Goal - Reproduce all of the material below word for word, leaving out the pictures.

──────── Record extracts ────────

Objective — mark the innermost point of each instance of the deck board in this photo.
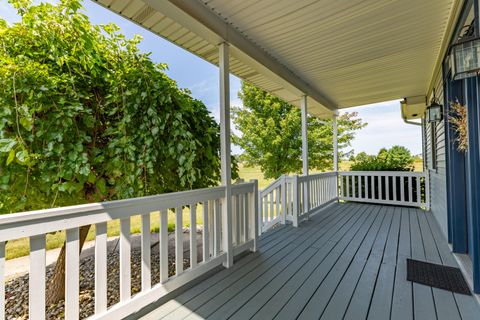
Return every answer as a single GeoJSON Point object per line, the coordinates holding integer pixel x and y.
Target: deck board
{"type": "Point", "coordinates": [346, 262]}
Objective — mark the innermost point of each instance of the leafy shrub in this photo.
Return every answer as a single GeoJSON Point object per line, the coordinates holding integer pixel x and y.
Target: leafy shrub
{"type": "Point", "coordinates": [85, 116]}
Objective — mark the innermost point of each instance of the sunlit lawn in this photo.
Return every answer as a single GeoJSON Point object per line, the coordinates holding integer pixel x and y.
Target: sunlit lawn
{"type": "Point", "coordinates": [20, 247]}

────────

Written answer -
Objective — mark the innermost point of each instance of the deck board in this photo.
Return every answer as a single GeoJSON Point object per line, the coordinates holding integer pixel x and y.
Target: deck board
{"type": "Point", "coordinates": [346, 262]}
Objective — mark the innermost point of each instance of the leafy shrub in this photo.
Return every answer as a single GeoJSON Point object per line, the coordinates holding integer pixel x and y.
Target: leafy shrub
{"type": "Point", "coordinates": [85, 116]}
Objective — mark the innermost point of each instance of the sunlit lawn in this photo.
Return every answer as a single GeoJSON Point object per line, the coordinates holding integer pixel x and y.
Target: sunlit lawn
{"type": "Point", "coordinates": [20, 247]}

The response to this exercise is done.